"""

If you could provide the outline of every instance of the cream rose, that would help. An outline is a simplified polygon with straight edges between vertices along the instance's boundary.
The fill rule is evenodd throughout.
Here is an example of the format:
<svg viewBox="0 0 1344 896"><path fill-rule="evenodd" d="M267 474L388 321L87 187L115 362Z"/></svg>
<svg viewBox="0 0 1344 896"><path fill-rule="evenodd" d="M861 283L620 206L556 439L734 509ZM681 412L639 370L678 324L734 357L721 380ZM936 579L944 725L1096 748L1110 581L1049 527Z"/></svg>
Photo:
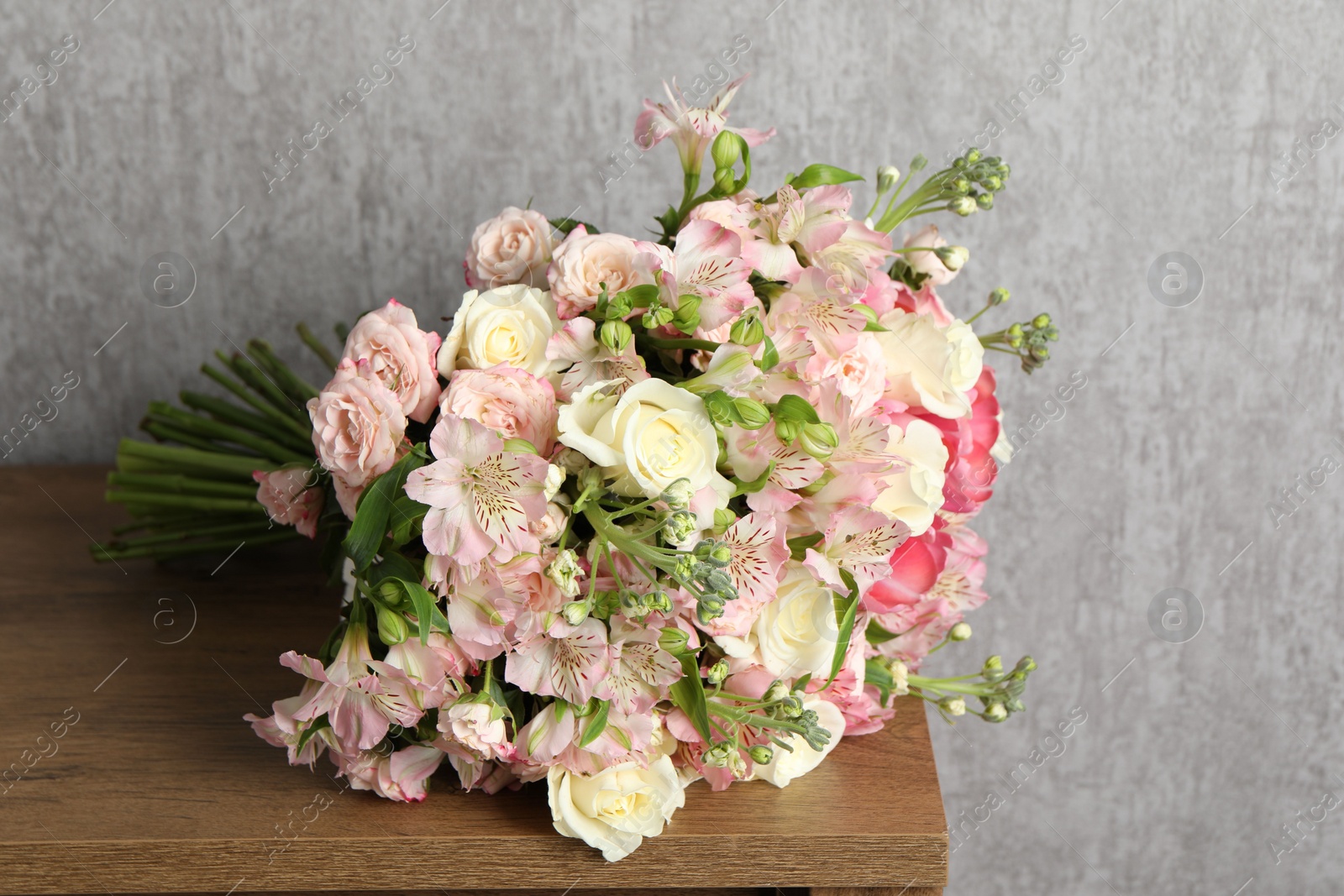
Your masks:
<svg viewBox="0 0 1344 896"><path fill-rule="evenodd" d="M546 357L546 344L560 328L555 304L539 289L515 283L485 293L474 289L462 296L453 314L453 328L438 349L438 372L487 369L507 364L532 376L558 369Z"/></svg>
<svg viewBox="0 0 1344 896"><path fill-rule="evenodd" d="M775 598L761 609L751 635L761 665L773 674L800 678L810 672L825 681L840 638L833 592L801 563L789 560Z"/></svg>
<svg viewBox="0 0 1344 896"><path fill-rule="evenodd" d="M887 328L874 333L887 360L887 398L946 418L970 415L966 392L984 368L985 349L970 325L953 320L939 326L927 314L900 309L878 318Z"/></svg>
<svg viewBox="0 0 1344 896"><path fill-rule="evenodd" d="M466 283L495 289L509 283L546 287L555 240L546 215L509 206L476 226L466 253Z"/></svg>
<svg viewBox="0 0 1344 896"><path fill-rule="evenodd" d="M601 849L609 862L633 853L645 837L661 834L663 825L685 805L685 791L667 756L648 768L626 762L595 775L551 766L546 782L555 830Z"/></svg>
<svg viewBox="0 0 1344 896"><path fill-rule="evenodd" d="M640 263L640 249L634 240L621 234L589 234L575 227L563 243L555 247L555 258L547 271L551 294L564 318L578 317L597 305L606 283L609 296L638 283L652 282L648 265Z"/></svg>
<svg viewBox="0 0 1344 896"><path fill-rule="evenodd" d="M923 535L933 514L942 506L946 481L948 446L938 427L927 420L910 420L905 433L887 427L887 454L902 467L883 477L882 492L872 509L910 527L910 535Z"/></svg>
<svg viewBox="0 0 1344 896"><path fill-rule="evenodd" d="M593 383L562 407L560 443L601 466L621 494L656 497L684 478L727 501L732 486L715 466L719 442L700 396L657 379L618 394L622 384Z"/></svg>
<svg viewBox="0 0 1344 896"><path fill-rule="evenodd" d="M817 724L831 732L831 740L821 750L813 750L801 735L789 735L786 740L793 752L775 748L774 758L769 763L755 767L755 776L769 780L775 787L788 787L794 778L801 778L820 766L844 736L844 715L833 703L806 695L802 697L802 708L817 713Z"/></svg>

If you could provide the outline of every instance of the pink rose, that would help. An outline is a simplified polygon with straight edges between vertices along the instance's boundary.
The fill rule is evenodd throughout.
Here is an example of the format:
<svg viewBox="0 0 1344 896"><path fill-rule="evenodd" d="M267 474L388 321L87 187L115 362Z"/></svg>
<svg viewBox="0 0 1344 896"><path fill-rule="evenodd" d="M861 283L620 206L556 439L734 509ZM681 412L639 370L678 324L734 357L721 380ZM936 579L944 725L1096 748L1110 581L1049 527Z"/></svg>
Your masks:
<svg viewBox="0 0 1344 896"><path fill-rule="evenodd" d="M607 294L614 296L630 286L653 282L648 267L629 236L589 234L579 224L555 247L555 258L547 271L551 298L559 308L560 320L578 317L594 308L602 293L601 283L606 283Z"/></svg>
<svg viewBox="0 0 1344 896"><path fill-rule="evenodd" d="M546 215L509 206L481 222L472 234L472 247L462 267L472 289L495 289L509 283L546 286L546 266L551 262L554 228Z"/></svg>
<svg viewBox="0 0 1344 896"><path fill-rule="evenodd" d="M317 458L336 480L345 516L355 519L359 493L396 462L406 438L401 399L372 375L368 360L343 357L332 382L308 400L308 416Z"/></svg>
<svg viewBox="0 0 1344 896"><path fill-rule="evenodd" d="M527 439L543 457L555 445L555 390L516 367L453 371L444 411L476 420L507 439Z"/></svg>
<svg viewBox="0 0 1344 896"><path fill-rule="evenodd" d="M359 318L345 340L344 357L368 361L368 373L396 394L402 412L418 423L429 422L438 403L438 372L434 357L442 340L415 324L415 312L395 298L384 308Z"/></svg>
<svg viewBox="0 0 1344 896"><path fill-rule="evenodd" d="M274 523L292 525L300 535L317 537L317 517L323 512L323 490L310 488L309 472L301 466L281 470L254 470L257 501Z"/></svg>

"""

• _Aim_
Extract every line of the items above word for word, and leave any pictures out of your answer.

• _Written reply_
If you could provide the outline of every instance of the cream rose, that would help. An outline is a simplified polygon with straight edges between vertices along the instance's boundary.
The fill rule is evenodd throughout.
Here is an example of the format:
<svg viewBox="0 0 1344 896"><path fill-rule="evenodd" d="M267 474L388 321L87 187L115 362Z"/></svg>
<svg viewBox="0 0 1344 896"><path fill-rule="evenodd" d="M861 283L620 206L556 439L734 509ZM681 412L639 370L678 324L734 357L721 380ZM936 579L944 725L1096 748L1110 581L1049 527Z"/></svg>
Photo:
Your masks:
<svg viewBox="0 0 1344 896"><path fill-rule="evenodd" d="M546 357L546 344L560 328L555 304L539 289L515 283L485 293L474 289L462 296L453 314L453 328L438 349L438 372L487 369L507 364L532 376L558 369Z"/></svg>
<svg viewBox="0 0 1344 896"><path fill-rule="evenodd" d="M775 598L761 609L751 635L761 665L773 674L800 678L810 672L825 681L840 638L833 592L801 563L789 560Z"/></svg>
<svg viewBox="0 0 1344 896"><path fill-rule="evenodd" d="M887 328L874 333L887 360L887 398L946 418L970 415L966 392L984 368L985 349L970 325L953 320L939 326L927 314L900 309L878 318Z"/></svg>
<svg viewBox="0 0 1344 896"><path fill-rule="evenodd" d="M466 283L495 289L509 283L546 287L555 240L546 215L509 206L476 226L466 253Z"/></svg>
<svg viewBox="0 0 1344 896"><path fill-rule="evenodd" d="M601 849L609 862L633 853L645 837L661 834L663 825L685 805L685 791L667 756L648 768L626 762L595 775L551 766L546 782L555 830Z"/></svg>
<svg viewBox="0 0 1344 896"><path fill-rule="evenodd" d="M640 263L640 249L634 240L621 234L589 234L575 227L563 243L555 247L555 258L547 271L551 294L564 318L578 317L597 305L606 283L609 296L638 283L652 282L648 265Z"/></svg>
<svg viewBox="0 0 1344 896"><path fill-rule="evenodd" d="M923 535L933 514L942 506L946 481L948 446L938 427L927 420L910 420L905 433L887 427L887 454L902 467L883 477L882 492L872 509L910 527L910 535Z"/></svg>
<svg viewBox="0 0 1344 896"><path fill-rule="evenodd" d="M593 383L562 407L560 443L601 466L621 494L656 497L684 478L727 501L732 486L715 466L719 442L700 396L657 379L618 394L622 384Z"/></svg>
<svg viewBox="0 0 1344 896"><path fill-rule="evenodd" d="M817 724L831 732L831 740L821 750L813 750L801 735L789 735L786 740L793 752L775 748L774 758L769 763L755 767L755 776L769 780L775 787L788 787L794 778L801 778L820 766L844 736L844 715L833 703L806 695L802 697L802 708L817 713Z"/></svg>

If you could provide the outline of every instance of the pink rose, that would help. An outline is a simplified polygon with straight edges between vertices along the instance's boundary.
The fill rule is evenodd throughout.
Here is an example of the format:
<svg viewBox="0 0 1344 896"><path fill-rule="evenodd" d="M267 474L388 321L87 187L115 362Z"/></svg>
<svg viewBox="0 0 1344 896"><path fill-rule="evenodd" d="M861 283L620 206L556 439L734 509ZM681 412L639 370L678 324L734 357L721 380ZM936 579L944 725L1096 748L1110 581L1049 527Z"/></svg>
Your masks:
<svg viewBox="0 0 1344 896"><path fill-rule="evenodd" d="M607 294L614 296L630 286L653 282L648 267L629 236L589 234L579 224L555 247L555 258L547 271L551 298L559 308L560 320L578 317L594 308L602 293L601 283L606 283Z"/></svg>
<svg viewBox="0 0 1344 896"><path fill-rule="evenodd" d="M546 215L509 206L481 222L472 234L472 247L462 267L472 289L495 289L509 283L546 286L546 266L551 262L554 228Z"/></svg>
<svg viewBox="0 0 1344 896"><path fill-rule="evenodd" d="M317 458L336 480L345 516L355 519L359 493L396 462L406 438L401 399L372 375L368 360L343 357L332 382L308 400L308 416Z"/></svg>
<svg viewBox="0 0 1344 896"><path fill-rule="evenodd" d="M527 439L543 457L555 445L555 390L516 367L453 371L444 411L476 420L507 439Z"/></svg>
<svg viewBox="0 0 1344 896"><path fill-rule="evenodd" d="M359 318L345 340L344 357L368 361L368 373L396 394L402 412L418 423L429 422L438 403L438 372L434 357L442 340L415 324L415 312L395 298L384 308Z"/></svg>
<svg viewBox="0 0 1344 896"><path fill-rule="evenodd" d="M274 523L292 525L300 535L317 537L317 517L323 512L323 490L310 488L309 472L301 466L281 470L254 470L257 501Z"/></svg>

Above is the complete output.